╭─ Extract provided

Cottrell v. Michigan United Traction Co.
Cottrell v. Michigan United Traction Co.
Opinion of the Court
This action was brought by the administrator of the estate of Ernest E. Clark, deceased, against the defendant, to recover damages for the alleged wrongful death of plaintiff’s decedent. Mr. Clark died as a result of injuries received in a collision near North Concord, Jackson county, on November 12, 1912, on a line of the railway operated by defendant, he surviving about two hours after the accident. Plaintiff’s decedent was acting in the capacity of an' express messenger in charge of express matter of the United States Express Company, in a car carrying express which met in a head-on collision with an express car at the point first stated.

╰─
╭─ Data extract

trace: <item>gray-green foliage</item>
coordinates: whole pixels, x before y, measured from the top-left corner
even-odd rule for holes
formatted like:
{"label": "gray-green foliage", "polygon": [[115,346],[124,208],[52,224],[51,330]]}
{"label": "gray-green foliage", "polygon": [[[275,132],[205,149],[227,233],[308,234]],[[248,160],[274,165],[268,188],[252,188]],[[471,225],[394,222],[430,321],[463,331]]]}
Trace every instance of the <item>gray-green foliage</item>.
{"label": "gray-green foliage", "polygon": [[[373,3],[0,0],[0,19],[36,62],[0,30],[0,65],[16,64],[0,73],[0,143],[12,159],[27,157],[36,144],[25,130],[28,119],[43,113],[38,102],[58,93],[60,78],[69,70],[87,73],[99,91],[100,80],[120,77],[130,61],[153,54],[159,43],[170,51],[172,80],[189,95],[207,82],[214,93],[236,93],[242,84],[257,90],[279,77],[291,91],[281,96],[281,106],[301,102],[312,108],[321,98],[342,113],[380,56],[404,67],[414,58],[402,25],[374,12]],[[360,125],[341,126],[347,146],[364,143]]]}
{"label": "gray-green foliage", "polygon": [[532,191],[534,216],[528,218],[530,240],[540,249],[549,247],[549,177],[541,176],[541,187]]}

╰─

# Exercise instructions
1) In the court opinion, where did the collision that caused Mr. Clark's death occur?
2) Reproduce the passage of the court opinion verbatim, beginning at "Opinion of the" and running through "point first stated.".
3) Continue the court opinion from the point where it stops.

# Outputs in order
1) Near North Concord, Jackson county.

2)
Opinion of the Court
This action was brought by the administrator of the estate of Ernest E. Clark, deceased, against the defendant, to recover damages for the alleged wrongful death of plaintiff’s decedent. Mr. Clark died as a result of injuries received in a collision near North Concord, Jackson county, on November 12, 1912, on a line of the railway operated by defendant, he surviving about two hours after the accident. Plaintiff’s decedent was acting in the capacity of an' express messenger in charge of express matter of the United States Express Company, in a car carrying express which met in a head-on collision with an express car at the point first stated.

3)
To a declaration alleging negligence of defendant in the operation of its cars, the defendant pleaded the general issue, and gave notice thereunder, in part, as follows:
“This defendant will further show that prior to the time of the accident upon which the claim of this suit is based that the said plaintiff’s decedent herein had made application to the express company, in writing, for employment by it as an agent or express messenger, and that, in pursuance to said application, he was, prior to and at the time of the collision, employed by the express company under a contract in writing between said Clark and said express company, by the terms whereof he did assume all risk of all accidents and injuries that he might sustain in the course of said employment, whether occasioned by negligence, or whether resulting in death or otherwise, and did undertake and agree to indemnify and hold harmless the said express company for any claims that might be made against it arising out of any claim or recovery for any damages sustained by him by reason of
Plaintiff’s decedent first entered the employ of the United States Express Company as a driver at Jackson, Mich., in 1906, under the terms of a written contract of employment, signed by himself and the authorized agent of the express company. He signed a printed form of application, which application bore the following heading:
“United States Express Company.
“Application for Employment.
“I apply for employment by the United States Express Company, and for that purpose have made and signed this application in my own handwriting.”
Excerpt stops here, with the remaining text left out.